| FUENTE |
○ ○ ○ ○ ○ ○ ○

Es tarea imposible enumerar más de un puñado de individuos que hayan infligido mayor daño a la humanidad que el perpetrado por el fallecido Henry Kissinger. El 27 de mayo pasado se demostró la invalidez de la máxima que reza: no hay mal que dure 100 años. Su deceso, acaecido ayer, no pudo producirse en un momento más simbólico: horas antes, un grupo de senadores republicanos impulsó una resolución legislativa que establece que la Doctrina Monroe, el código que justifica la intervención diplomática, política y armada de Washington en todos los países de América Latina y el Caribe, es un principio duradero y vigente de la política exterior de Estados Unidos. Fue como si esta moción coronara su centenaria labor de aniquilar toda soberanía que no sea la estadunidense, y pudiera entonces retirarse en paz.
Como secretario de Estado durante las administraciones de Richard Nixon y Gerald Ford, como académico y como consultor privado durante medio siglo, este personaje organizó e instigó algunas de las mayores matanzas que haya contemplado la historia, y su papel como mentor de varias generaciones de la oligarquía estadunidense garantiza que sus ideas sigan causando muerte y miseria tras su desaparición física. En cada uno de los asuntos en los que intervino se puso del lado de los déspotas y los asesinos, dejando tras de sí una estela de muerte, sufrimiento y demolición de los derechos humanos. Su longevidad y su persistente influencia en los círculos de poder le permitieron dejar una impronta tan profunda como nefasta en el planeta.

○ ○ ○ ○ ○ ○ ○

| EXTRACTO DE DATOS |
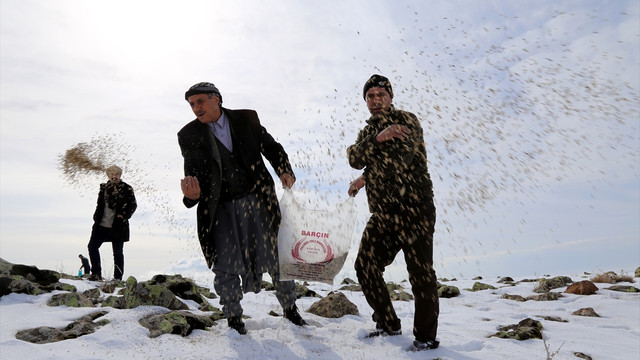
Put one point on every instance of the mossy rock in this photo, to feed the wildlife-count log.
(448, 291)
(70, 299)
(524, 330)
(478, 286)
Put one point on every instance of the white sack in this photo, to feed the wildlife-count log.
(313, 244)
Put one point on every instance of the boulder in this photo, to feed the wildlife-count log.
(177, 322)
(83, 326)
(401, 296)
(513, 297)
(549, 296)
(352, 287)
(586, 312)
(524, 330)
(546, 285)
(136, 294)
(183, 288)
(584, 287)
(448, 291)
(33, 274)
(478, 286)
(335, 305)
(73, 299)
(624, 288)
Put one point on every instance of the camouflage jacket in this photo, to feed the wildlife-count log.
(395, 171)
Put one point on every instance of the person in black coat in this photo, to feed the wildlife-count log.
(116, 205)
(85, 264)
(238, 215)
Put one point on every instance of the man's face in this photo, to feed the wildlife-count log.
(206, 110)
(114, 176)
(378, 100)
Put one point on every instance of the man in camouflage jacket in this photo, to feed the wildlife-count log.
(391, 150)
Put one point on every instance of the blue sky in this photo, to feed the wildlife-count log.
(530, 112)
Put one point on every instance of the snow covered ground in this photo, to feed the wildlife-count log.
(465, 324)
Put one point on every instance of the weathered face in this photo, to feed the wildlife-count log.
(378, 100)
(114, 176)
(206, 110)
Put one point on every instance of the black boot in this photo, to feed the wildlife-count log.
(237, 324)
(293, 315)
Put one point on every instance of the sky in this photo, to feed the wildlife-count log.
(529, 109)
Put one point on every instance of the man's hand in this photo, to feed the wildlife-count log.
(393, 132)
(190, 187)
(287, 180)
(356, 185)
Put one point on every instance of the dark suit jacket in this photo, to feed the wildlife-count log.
(125, 205)
(202, 160)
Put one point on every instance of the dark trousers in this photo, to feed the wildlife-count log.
(101, 234)
(410, 230)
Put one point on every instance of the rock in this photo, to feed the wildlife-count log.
(348, 281)
(94, 295)
(183, 288)
(448, 291)
(624, 288)
(177, 322)
(582, 356)
(303, 291)
(550, 296)
(478, 286)
(586, 312)
(5, 285)
(73, 299)
(136, 294)
(5, 265)
(83, 326)
(584, 287)
(401, 296)
(335, 305)
(506, 280)
(552, 318)
(59, 286)
(513, 297)
(391, 286)
(524, 330)
(546, 285)
(354, 287)
(19, 285)
(33, 274)
(108, 287)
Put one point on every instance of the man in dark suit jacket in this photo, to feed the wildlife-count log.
(237, 208)
(116, 205)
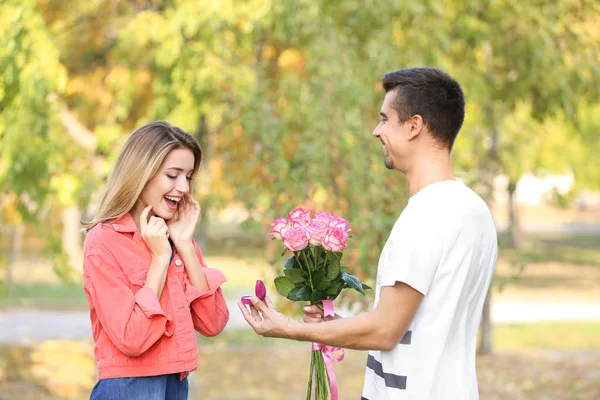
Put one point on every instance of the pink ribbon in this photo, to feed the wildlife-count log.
(329, 352)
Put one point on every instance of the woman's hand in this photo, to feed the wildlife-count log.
(155, 233)
(182, 226)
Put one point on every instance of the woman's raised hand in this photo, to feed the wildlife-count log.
(155, 233)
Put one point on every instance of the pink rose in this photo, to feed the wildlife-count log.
(335, 240)
(300, 217)
(325, 217)
(340, 223)
(296, 238)
(279, 227)
(317, 231)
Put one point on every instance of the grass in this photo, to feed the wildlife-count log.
(532, 361)
(37, 287)
(557, 336)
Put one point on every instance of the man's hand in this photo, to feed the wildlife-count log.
(314, 314)
(266, 320)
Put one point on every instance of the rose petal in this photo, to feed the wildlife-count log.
(260, 289)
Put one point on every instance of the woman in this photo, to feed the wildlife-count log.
(146, 283)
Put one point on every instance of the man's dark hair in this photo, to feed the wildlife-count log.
(432, 94)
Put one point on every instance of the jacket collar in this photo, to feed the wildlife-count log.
(124, 224)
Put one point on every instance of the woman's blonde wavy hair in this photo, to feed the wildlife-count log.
(138, 161)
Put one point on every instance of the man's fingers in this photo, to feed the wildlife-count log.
(269, 303)
(312, 319)
(255, 313)
(313, 310)
(259, 305)
(250, 319)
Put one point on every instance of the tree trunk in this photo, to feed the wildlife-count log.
(71, 237)
(16, 233)
(485, 336)
(514, 230)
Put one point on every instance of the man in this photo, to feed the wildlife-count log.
(435, 268)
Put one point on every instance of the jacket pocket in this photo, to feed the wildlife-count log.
(137, 279)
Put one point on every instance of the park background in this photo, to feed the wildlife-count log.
(283, 96)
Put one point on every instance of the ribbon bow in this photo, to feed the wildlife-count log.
(329, 352)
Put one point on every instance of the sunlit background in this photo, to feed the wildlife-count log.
(283, 96)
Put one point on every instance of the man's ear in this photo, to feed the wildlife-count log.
(415, 126)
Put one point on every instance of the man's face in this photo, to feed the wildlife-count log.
(392, 134)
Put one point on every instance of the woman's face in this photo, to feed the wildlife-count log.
(169, 185)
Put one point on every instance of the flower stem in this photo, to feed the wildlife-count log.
(308, 268)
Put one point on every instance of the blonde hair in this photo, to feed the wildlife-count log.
(138, 161)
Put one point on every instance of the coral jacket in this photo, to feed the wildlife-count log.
(135, 333)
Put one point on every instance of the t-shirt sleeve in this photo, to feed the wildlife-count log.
(413, 254)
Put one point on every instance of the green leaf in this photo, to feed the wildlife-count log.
(333, 268)
(317, 276)
(317, 296)
(353, 282)
(290, 262)
(323, 284)
(294, 275)
(283, 285)
(300, 294)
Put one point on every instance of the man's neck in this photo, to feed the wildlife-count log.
(429, 169)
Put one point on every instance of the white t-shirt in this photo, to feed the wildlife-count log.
(444, 245)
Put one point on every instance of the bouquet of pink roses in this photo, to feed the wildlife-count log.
(314, 273)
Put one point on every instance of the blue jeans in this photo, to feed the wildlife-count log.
(162, 387)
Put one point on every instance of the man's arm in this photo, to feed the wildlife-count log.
(380, 329)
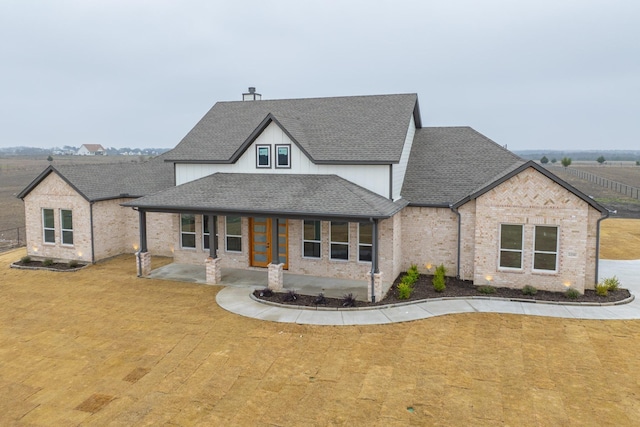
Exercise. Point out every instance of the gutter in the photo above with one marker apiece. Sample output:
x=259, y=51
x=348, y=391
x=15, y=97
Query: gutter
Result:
x=603, y=217
x=455, y=211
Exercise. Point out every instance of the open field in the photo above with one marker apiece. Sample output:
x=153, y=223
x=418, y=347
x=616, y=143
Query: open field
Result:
x=101, y=347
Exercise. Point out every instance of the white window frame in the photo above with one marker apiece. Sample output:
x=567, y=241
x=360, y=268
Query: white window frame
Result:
x=360, y=244
x=533, y=260
x=227, y=235
x=258, y=165
x=332, y=242
x=277, y=156
x=45, y=228
x=521, y=251
x=66, y=231
x=319, y=241
x=191, y=233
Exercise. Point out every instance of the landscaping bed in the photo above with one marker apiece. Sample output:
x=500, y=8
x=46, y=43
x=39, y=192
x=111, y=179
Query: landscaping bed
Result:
x=423, y=289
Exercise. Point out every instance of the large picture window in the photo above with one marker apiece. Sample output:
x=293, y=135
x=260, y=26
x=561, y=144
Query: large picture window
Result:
x=340, y=240
x=188, y=231
x=311, y=239
x=48, y=226
x=233, y=233
x=365, y=241
x=66, y=225
x=545, y=251
x=511, y=246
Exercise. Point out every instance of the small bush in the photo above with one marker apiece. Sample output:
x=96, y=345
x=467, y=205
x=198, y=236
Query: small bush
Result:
x=602, y=289
x=612, y=283
x=572, y=293
x=349, y=300
x=404, y=290
x=486, y=289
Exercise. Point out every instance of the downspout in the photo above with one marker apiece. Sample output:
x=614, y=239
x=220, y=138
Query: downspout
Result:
x=93, y=250
x=605, y=216
x=455, y=211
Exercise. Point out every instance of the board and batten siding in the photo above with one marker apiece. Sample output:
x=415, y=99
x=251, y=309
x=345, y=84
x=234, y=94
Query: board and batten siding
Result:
x=398, y=170
x=371, y=177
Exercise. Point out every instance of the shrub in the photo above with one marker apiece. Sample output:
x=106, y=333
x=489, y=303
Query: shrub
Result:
x=486, y=289
x=612, y=283
x=349, y=300
x=572, y=293
x=602, y=289
x=404, y=290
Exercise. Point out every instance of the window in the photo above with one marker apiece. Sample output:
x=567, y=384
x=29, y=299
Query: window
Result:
x=365, y=241
x=263, y=156
x=188, y=231
x=511, y=246
x=233, y=230
x=282, y=156
x=340, y=240
x=48, y=226
x=66, y=224
x=311, y=239
x=545, y=248
x=205, y=231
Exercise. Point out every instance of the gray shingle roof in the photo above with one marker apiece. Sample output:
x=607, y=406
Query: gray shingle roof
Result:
x=322, y=196
x=113, y=180
x=449, y=163
x=330, y=130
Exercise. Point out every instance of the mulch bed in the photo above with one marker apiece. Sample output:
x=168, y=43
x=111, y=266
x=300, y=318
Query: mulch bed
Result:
x=423, y=289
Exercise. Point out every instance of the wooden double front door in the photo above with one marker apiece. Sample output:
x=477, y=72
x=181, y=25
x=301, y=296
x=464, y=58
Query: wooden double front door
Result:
x=261, y=238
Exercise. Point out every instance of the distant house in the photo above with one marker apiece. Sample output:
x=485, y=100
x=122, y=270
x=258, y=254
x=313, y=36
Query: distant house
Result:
x=91, y=150
x=347, y=187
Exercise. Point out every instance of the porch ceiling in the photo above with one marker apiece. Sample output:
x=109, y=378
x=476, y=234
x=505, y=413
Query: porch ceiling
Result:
x=317, y=196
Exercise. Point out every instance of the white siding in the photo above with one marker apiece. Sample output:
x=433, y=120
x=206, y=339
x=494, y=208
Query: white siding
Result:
x=372, y=177
x=400, y=168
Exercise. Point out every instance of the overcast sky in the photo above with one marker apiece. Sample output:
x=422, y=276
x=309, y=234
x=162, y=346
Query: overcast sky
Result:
x=559, y=74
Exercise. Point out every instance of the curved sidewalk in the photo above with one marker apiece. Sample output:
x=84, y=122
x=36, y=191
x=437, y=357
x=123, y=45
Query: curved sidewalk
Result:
x=238, y=300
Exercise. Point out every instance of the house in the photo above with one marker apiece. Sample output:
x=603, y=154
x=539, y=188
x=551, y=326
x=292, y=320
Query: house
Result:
x=346, y=187
x=91, y=150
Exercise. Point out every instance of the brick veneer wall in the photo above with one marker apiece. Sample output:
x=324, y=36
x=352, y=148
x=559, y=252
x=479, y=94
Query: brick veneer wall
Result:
x=531, y=199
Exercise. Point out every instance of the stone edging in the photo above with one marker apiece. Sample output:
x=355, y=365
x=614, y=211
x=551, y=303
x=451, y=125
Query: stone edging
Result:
x=400, y=304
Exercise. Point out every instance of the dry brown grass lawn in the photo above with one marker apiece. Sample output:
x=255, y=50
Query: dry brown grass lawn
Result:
x=102, y=347
x=620, y=239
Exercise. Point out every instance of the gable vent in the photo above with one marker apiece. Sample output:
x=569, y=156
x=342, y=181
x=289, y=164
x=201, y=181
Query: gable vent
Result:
x=251, y=95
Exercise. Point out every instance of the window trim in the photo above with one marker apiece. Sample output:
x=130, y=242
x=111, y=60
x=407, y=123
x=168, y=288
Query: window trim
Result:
x=347, y=243
x=227, y=235
x=277, y=156
x=258, y=147
x=193, y=233
x=44, y=228
x=67, y=230
x=556, y=253
x=370, y=245
x=319, y=241
x=521, y=251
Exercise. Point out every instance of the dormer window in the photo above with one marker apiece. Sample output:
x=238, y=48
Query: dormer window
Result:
x=283, y=158
x=263, y=156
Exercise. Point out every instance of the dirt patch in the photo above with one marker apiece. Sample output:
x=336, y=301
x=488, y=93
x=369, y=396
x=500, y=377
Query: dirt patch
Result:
x=423, y=290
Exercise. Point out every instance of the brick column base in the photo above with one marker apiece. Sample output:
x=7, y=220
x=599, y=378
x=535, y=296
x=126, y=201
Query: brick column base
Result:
x=276, y=277
x=143, y=263
x=214, y=272
x=377, y=285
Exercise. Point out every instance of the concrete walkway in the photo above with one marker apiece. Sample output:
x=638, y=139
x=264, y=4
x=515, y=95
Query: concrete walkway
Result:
x=237, y=300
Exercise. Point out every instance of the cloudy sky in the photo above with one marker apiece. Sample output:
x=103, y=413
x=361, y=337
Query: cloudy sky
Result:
x=561, y=74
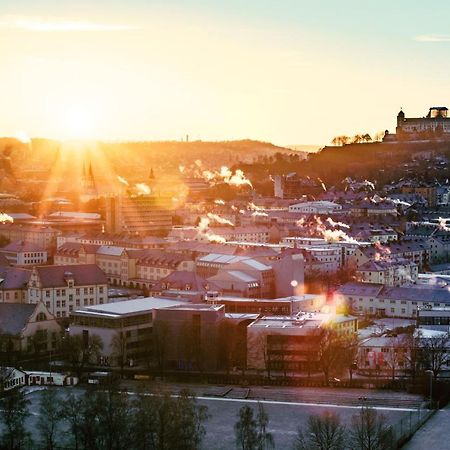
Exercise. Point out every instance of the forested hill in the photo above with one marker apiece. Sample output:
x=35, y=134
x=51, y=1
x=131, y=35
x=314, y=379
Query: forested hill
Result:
x=380, y=162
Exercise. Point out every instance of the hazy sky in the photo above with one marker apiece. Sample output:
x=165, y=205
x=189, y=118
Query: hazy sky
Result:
x=286, y=71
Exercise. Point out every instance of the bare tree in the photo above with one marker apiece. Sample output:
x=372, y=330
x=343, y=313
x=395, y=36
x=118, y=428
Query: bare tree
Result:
x=13, y=412
x=119, y=350
x=395, y=358
x=325, y=432
x=330, y=352
x=49, y=418
x=72, y=413
x=434, y=352
x=246, y=429
x=162, y=423
x=264, y=438
x=370, y=431
x=340, y=140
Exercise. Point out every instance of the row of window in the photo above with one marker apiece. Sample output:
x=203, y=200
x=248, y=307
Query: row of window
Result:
x=62, y=292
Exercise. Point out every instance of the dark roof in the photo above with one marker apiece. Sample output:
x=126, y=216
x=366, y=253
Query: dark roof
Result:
x=179, y=280
x=3, y=261
x=159, y=258
x=14, y=278
x=83, y=274
x=14, y=316
x=21, y=247
x=365, y=289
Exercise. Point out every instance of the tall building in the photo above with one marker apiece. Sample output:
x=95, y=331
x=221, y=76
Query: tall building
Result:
x=435, y=124
x=89, y=188
x=138, y=214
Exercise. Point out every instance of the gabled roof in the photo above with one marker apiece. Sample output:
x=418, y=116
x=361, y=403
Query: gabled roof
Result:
x=13, y=278
x=21, y=247
x=180, y=279
x=110, y=250
x=3, y=261
x=82, y=274
x=159, y=258
x=364, y=289
x=14, y=316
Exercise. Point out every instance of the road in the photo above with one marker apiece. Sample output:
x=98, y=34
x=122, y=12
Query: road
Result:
x=288, y=408
x=433, y=435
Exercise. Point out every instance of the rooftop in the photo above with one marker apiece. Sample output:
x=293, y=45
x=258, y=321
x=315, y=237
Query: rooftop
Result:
x=128, y=307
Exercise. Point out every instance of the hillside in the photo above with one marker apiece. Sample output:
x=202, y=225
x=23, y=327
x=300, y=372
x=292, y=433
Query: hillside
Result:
x=378, y=162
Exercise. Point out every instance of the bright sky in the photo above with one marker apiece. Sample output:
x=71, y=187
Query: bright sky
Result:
x=286, y=71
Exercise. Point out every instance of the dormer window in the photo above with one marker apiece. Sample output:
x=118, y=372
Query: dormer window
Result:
x=41, y=317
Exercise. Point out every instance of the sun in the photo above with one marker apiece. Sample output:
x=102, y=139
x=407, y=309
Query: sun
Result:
x=78, y=122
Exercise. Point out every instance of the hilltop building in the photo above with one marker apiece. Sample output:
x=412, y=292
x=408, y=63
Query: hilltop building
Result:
x=435, y=125
x=138, y=214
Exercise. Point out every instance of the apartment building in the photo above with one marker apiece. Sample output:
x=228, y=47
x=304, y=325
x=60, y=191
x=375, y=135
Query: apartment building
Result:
x=64, y=288
x=142, y=214
x=389, y=272
x=22, y=253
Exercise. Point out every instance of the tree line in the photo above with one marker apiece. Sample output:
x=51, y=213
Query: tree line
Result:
x=112, y=420
x=357, y=138
x=368, y=430
x=102, y=420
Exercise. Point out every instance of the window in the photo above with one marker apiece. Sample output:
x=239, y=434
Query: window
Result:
x=41, y=317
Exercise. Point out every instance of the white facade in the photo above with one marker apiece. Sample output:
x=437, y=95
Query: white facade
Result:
x=62, y=299
x=319, y=207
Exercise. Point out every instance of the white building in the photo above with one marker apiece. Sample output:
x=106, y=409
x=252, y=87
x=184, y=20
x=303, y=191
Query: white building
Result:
x=23, y=253
x=64, y=288
x=389, y=272
x=318, y=207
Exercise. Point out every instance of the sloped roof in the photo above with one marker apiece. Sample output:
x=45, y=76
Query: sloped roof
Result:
x=21, y=247
x=3, y=261
x=179, y=280
x=14, y=316
x=83, y=274
x=161, y=258
x=366, y=289
x=14, y=278
x=110, y=250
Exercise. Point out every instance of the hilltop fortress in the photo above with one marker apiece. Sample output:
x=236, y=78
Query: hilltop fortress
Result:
x=434, y=126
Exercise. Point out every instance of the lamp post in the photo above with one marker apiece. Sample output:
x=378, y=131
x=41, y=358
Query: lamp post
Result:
x=430, y=373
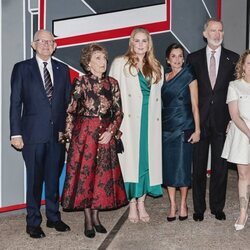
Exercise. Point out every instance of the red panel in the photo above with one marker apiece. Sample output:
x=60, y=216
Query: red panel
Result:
x=108, y=34
x=42, y=14
x=73, y=74
x=219, y=9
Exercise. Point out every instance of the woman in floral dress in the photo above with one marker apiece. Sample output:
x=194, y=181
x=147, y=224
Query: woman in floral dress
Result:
x=93, y=177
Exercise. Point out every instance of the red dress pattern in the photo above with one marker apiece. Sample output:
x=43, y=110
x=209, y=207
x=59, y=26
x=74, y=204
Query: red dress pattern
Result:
x=93, y=175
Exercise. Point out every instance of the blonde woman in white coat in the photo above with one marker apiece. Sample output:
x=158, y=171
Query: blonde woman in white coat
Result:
x=237, y=145
x=140, y=77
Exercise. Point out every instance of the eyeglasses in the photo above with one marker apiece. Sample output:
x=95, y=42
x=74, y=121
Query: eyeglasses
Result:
x=44, y=42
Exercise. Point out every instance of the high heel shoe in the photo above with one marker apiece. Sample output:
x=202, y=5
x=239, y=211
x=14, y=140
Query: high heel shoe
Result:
x=90, y=233
x=100, y=229
x=240, y=226
x=170, y=219
x=182, y=218
x=133, y=216
x=143, y=215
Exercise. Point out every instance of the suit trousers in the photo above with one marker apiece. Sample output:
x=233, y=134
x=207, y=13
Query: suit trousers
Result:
x=218, y=178
x=44, y=163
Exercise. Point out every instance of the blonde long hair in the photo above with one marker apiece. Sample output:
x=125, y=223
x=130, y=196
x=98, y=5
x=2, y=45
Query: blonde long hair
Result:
x=239, y=72
x=151, y=66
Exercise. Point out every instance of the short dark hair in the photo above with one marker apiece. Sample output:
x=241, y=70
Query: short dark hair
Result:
x=88, y=51
x=173, y=46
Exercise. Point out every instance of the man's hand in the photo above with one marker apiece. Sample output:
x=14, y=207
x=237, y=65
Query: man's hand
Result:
x=17, y=142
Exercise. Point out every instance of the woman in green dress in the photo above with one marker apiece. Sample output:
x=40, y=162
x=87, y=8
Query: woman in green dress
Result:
x=140, y=77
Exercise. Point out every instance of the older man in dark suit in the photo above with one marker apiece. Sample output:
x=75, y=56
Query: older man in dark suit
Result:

○ ○ ○ ○ ○ ○ ○

Transcribe del texto sobre Henry Kissinger el fragmento que empieza con "Como secretario de" y sigue hasta "en el planeta.", sin cambiar nada.

| SOLUCIÓN DEL PROBLEMA |
Como secretario de Estado durante las administraciones de Richard Nixon y Gerald Ford, como académico y como consultor privado durante medio siglo, este personaje organizó e instigó algunas de las mayores matanzas que haya contemplado la historia, y su papel como mentor de varias generaciones de la oligarquía estadunidense garantiza que sus ideas sigan causando muerte y miseria tras su desaparición física. En cada uno de los asuntos en los que intervino se puso del lado de los déspotas y los asesinos, dejando tras de sí una estela de muerte, sufrimiento y demolición de los derechos humanos. Su longevidad y su persistente influencia en los círculos de poder le permitieron dejar una impronta tan profunda como nefasta en el planeta.